▶ [GIVEN DATA]:

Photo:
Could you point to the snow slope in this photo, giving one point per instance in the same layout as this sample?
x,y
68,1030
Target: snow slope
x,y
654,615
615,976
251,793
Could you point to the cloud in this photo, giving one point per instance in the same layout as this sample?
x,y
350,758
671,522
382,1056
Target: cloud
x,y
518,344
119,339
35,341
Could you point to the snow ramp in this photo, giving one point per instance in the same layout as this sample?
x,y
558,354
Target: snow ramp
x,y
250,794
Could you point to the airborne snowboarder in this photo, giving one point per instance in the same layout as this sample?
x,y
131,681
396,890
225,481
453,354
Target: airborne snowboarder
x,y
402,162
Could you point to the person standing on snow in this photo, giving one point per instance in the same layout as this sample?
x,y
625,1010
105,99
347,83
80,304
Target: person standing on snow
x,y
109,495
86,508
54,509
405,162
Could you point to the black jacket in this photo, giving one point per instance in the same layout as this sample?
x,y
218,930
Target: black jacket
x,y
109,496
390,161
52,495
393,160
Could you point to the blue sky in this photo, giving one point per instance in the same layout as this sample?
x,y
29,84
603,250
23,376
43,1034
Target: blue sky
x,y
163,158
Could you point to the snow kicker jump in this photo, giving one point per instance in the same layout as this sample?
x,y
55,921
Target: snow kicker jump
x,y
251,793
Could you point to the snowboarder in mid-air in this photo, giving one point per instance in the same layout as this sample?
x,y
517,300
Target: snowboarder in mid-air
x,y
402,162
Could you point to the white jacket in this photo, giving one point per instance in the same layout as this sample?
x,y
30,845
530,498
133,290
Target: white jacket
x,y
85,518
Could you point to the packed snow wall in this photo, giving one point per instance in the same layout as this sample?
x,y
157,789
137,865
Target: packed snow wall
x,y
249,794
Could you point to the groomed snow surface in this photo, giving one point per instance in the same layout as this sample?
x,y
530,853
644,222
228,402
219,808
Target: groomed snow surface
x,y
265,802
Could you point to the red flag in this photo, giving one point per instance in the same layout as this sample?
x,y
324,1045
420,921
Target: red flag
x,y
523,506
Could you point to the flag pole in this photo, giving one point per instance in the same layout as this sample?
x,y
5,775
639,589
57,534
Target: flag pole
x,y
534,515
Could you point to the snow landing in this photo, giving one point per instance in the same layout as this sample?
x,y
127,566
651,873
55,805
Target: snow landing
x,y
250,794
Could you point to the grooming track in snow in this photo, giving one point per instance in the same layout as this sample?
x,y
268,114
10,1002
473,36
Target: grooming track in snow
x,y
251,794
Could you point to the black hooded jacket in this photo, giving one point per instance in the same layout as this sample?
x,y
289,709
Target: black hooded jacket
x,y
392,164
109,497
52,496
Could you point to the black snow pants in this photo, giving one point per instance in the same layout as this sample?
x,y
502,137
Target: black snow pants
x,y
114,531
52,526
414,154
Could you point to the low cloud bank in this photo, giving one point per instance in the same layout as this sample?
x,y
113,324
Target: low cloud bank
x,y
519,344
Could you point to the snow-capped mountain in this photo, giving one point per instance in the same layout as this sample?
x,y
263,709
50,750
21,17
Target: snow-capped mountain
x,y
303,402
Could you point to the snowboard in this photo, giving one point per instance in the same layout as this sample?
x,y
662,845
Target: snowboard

▶ [DO THIS]: Rewrite the records from the line that contains "Could you point to the low" through the end of the records, requests included. Shift every coordinate in the answers by -121, and leave the numbers in the requests and their format samples unchanged.

▶ [WRITTEN SOLUTION]:
Could you point to the low cloud bank in this photo, giving one point per instance in the same layout as this sample?
x,y
113,324
Target: low cloud bank
x,y
398,223
Could you point to the snow-capped mountain in this photo, giving one point per instance in the same layout as this sample?
x,y
263,709
50,750
21,17
Target: snow-capped mountain
x,y
182,281
Could you point to the snowboard in this photo, giving one point per instance in the same layout as this sample?
x,y
662,845
Target: snowboard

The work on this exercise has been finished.